Task prompt
Report each line of the items below that contains the string "hand"; letter case must match.

Information supplied
'''

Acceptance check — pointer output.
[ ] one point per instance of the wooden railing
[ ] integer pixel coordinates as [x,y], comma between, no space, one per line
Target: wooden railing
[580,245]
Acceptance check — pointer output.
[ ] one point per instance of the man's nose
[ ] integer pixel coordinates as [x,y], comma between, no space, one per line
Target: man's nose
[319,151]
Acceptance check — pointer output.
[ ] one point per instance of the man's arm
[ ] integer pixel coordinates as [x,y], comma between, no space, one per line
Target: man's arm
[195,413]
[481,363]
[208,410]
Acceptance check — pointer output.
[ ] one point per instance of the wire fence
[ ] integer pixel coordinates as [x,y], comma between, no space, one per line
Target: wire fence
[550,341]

'''
'''

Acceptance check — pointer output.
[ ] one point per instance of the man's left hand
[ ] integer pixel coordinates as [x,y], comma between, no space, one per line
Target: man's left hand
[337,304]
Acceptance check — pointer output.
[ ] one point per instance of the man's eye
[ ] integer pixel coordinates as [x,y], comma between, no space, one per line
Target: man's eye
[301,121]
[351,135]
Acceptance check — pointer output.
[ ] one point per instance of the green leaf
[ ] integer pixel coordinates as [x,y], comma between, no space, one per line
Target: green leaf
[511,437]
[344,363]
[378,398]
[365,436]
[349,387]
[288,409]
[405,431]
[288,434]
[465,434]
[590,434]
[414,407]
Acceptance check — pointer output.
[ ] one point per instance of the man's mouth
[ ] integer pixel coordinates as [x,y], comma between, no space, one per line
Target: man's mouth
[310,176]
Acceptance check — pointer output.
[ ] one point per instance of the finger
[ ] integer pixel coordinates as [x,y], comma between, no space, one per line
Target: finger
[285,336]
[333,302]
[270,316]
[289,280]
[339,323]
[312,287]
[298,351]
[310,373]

'''
'''

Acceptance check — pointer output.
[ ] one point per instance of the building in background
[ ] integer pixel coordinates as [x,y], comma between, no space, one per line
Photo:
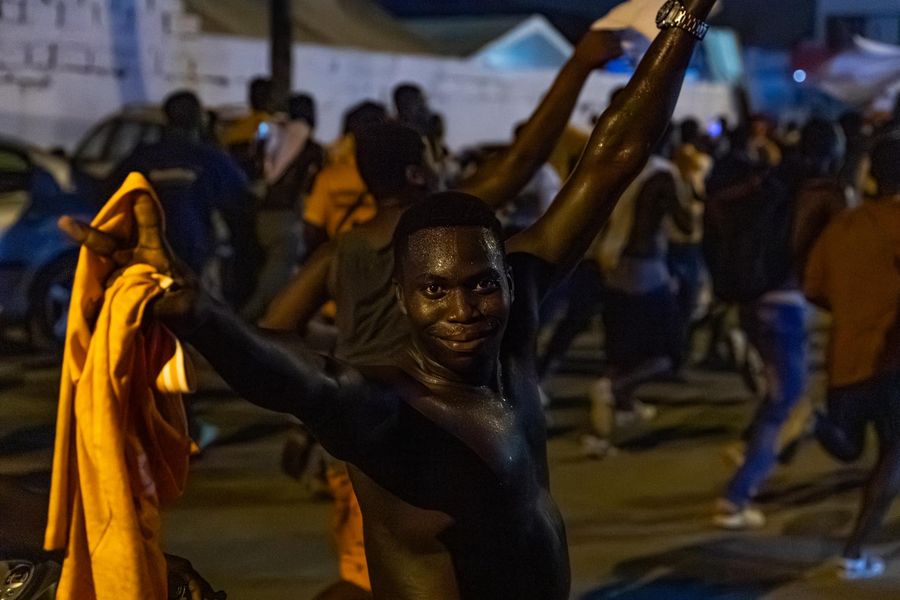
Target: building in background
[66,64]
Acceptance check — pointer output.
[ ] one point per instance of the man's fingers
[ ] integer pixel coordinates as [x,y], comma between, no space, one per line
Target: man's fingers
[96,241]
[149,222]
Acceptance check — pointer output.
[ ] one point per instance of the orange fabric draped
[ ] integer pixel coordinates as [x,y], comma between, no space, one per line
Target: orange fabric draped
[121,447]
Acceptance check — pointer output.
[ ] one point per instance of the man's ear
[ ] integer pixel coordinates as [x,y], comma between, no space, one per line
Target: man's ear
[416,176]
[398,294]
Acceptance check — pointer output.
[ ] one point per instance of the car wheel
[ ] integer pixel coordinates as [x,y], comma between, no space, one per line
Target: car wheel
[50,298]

'''

Answer in full
[ ] one point per instance of the man's left hand
Target: man's left hand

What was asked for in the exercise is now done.